***** Given text

Tungsten, discovered in 1755 and produced as a metal in 1783, is notable for having a very low vapor pressure, the highest melting point of any metal, and the highest tensile strength of any metal above 1650°C. It is used in the manufacture of high speed steels and as a metal filament in electric lamps, where it is fabricated by powder metallurgy using the Coolidge process. The largest application is in the manufacture of cemented carbide cutting tools. Tungsten is rated as a strategic material in the U.S. economy.

Tungsten occurs in a number of mineral forms, the most important being scheelite and wolframite. The beneficiation and hydrometallurgy are described, together with the principal intermediate compounds used to make the metal powder by hydrogen reduction. Technically it is possible to process compacted powder by arc or electron-beam melting, but commercially the power metallurgy process of compaction, sintering, and working is used exclusively.

**********

Directions:
1 - Please revise the tungsten text between "Tungsten occurs in" and "is used exclusively.", inclusive, changing "exclusively" to "solely".
2 - According to the tungsten text, what is the largest application of tungsten?

***** Data extract

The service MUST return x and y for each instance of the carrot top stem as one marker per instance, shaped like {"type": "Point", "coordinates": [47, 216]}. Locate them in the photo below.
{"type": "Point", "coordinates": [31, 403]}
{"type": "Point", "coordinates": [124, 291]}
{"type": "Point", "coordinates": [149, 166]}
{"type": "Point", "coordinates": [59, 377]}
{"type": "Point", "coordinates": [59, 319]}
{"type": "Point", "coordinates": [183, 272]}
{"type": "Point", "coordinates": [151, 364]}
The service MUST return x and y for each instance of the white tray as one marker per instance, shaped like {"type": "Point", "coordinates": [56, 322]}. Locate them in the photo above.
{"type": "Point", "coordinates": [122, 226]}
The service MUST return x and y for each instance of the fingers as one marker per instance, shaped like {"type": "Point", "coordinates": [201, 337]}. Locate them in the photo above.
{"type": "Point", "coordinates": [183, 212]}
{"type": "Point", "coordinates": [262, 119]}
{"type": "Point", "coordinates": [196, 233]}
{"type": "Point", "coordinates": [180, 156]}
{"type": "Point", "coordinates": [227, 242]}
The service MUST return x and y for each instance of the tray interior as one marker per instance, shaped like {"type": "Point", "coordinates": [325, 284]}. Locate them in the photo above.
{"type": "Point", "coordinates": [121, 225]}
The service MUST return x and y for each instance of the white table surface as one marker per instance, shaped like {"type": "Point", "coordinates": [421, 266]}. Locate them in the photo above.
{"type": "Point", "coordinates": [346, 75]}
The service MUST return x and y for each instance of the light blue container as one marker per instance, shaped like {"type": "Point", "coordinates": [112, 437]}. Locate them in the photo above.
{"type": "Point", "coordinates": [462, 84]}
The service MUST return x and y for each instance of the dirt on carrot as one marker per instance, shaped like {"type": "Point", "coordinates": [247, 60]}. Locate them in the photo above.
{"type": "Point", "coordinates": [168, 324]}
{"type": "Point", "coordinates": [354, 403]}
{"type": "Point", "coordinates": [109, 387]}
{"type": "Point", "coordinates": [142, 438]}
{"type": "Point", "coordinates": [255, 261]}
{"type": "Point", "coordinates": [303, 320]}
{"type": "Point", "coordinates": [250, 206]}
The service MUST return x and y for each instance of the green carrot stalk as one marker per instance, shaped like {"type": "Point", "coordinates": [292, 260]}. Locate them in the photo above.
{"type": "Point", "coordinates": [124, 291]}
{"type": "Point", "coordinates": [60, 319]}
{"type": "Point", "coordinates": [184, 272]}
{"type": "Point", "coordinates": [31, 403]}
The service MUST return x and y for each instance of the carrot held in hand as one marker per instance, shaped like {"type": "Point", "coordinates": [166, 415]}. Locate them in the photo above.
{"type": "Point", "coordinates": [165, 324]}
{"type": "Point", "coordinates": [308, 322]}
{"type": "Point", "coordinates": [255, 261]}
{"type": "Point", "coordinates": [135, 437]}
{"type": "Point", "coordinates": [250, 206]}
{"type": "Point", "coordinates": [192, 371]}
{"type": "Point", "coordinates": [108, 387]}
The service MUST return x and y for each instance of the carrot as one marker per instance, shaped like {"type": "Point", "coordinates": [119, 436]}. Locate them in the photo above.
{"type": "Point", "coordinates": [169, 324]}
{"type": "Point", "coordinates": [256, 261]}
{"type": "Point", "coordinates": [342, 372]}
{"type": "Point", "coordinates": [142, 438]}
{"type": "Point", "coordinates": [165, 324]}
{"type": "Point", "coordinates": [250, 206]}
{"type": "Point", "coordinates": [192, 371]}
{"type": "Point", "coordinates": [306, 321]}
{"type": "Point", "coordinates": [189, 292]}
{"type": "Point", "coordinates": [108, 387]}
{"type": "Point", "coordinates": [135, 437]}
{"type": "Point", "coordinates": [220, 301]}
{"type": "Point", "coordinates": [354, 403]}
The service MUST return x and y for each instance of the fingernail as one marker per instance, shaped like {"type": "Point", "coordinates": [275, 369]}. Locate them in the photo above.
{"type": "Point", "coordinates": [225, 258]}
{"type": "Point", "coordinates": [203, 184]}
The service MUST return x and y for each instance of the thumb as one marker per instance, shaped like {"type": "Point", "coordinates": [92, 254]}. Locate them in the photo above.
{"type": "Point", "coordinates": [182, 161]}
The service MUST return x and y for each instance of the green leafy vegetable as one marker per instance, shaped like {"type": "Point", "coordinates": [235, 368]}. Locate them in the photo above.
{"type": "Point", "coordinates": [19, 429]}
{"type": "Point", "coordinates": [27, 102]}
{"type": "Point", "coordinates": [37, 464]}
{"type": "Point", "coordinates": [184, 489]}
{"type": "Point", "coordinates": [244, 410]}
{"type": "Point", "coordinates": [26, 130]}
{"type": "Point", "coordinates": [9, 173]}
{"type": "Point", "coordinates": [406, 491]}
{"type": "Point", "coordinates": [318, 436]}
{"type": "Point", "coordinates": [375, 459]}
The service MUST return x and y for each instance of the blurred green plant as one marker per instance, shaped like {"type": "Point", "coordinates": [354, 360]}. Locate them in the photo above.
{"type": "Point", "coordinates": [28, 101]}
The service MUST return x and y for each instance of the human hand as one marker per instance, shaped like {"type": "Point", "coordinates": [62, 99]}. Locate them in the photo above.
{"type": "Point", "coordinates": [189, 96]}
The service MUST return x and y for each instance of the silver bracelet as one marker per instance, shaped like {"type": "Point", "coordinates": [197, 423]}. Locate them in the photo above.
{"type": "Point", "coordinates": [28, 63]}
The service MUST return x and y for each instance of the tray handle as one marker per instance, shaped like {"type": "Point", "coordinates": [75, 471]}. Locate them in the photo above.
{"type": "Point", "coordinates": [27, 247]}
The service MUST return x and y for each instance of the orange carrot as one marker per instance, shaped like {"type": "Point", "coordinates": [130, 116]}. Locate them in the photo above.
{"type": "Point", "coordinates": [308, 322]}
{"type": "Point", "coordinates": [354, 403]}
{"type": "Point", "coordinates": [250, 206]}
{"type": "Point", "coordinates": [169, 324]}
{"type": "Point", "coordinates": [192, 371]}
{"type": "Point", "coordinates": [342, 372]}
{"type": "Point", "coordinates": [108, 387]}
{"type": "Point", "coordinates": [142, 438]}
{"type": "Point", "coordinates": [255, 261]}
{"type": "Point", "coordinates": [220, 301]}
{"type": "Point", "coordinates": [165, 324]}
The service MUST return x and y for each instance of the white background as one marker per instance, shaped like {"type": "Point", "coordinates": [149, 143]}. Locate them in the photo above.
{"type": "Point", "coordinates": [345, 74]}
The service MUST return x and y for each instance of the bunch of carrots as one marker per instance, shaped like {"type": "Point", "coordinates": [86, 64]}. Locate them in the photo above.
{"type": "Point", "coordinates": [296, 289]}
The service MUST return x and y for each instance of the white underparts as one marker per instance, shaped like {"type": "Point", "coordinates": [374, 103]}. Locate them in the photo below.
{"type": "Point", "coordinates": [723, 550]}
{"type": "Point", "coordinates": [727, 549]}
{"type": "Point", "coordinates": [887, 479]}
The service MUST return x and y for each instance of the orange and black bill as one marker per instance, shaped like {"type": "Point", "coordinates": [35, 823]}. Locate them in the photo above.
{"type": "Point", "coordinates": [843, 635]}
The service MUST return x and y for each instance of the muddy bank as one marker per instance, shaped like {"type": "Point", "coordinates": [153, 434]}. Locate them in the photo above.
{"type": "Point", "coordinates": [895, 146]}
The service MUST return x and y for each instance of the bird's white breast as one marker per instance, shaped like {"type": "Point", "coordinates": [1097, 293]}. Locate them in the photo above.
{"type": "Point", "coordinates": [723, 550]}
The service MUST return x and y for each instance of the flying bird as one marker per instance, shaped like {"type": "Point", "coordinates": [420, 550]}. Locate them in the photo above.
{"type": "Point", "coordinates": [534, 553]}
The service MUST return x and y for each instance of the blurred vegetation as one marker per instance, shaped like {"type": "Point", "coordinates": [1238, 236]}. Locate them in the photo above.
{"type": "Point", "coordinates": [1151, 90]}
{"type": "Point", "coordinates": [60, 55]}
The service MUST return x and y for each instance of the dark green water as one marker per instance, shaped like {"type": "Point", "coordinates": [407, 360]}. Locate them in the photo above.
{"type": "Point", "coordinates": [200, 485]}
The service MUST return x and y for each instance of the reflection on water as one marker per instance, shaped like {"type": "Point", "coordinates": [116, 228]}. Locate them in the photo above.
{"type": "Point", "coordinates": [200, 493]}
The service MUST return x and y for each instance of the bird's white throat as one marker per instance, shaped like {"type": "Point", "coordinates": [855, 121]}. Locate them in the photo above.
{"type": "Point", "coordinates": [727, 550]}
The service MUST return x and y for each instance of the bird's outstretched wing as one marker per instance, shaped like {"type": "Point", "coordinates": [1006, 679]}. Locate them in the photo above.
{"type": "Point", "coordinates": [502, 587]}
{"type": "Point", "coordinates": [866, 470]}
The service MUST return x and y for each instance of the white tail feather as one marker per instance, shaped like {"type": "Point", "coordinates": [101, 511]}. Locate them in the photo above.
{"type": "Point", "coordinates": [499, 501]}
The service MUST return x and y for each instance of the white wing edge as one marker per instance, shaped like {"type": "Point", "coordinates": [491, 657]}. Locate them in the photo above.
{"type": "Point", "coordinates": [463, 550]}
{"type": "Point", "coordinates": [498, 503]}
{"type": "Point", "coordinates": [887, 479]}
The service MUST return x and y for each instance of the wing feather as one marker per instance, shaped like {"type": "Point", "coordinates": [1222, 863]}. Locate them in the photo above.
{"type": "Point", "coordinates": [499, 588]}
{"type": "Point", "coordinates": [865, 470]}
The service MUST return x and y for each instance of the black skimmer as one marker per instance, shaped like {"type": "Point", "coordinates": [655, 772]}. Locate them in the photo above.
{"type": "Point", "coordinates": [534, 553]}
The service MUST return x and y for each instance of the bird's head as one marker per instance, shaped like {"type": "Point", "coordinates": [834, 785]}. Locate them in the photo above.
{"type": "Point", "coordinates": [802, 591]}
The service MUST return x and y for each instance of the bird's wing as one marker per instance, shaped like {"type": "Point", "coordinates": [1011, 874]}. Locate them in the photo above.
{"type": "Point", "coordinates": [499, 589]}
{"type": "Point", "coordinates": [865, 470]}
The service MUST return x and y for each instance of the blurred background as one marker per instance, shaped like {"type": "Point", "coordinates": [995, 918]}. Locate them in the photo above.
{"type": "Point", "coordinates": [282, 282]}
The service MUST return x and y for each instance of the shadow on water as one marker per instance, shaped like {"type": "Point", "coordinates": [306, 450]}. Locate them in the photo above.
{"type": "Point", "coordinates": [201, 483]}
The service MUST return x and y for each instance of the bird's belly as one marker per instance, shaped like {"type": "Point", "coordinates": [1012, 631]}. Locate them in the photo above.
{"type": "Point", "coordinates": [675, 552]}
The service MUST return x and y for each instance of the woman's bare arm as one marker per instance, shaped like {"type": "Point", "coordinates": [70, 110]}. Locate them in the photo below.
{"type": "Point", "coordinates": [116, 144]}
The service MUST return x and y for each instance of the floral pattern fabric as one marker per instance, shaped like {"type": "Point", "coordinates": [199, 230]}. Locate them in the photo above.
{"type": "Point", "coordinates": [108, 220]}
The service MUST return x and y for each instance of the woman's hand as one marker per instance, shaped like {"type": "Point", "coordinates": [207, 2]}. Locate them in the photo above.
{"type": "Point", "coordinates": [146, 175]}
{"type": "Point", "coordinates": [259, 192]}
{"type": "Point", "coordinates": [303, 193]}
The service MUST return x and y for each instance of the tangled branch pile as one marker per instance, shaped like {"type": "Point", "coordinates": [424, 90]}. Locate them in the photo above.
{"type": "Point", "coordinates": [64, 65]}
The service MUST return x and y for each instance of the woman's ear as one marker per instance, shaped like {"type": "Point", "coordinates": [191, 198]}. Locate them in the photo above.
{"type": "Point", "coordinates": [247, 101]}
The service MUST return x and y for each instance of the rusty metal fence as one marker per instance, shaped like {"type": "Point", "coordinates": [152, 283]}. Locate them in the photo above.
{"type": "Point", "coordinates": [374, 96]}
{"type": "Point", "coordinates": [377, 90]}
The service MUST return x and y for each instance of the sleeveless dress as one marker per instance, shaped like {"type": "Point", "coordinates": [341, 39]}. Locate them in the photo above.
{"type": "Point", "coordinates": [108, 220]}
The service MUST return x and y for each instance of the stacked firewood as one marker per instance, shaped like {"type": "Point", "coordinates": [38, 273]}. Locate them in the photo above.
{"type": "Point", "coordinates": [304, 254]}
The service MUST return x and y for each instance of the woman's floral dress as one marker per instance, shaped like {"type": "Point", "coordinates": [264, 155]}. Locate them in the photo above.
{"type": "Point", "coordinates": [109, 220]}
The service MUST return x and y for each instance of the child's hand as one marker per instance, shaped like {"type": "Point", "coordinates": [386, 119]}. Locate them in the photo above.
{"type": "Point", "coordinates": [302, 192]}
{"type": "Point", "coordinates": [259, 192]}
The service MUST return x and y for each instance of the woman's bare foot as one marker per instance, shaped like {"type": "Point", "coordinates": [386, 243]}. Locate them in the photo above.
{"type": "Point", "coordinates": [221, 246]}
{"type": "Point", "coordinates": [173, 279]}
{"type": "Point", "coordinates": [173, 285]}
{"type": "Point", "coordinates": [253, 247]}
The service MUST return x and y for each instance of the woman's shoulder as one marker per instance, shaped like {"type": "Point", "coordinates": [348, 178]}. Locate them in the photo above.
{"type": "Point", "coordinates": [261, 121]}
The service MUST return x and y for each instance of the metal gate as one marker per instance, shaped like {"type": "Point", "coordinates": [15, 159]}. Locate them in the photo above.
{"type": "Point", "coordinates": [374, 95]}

**********

Task solutions:
1 -
Tungsten occurs in a number of mineral forms, the most important being scheelite and wolframite. The beneficiation and hydrometallurgy are described, together with the principal intermediate compounds used to make the metal powder by hydrogen reduction. Technically it is possible to process compacted powder by arc or electron-beam melting, but commercially the power metallurgy process of compaction, sintering, and working is used solely.

2 - The manufacture of cemented carbide cutting tools.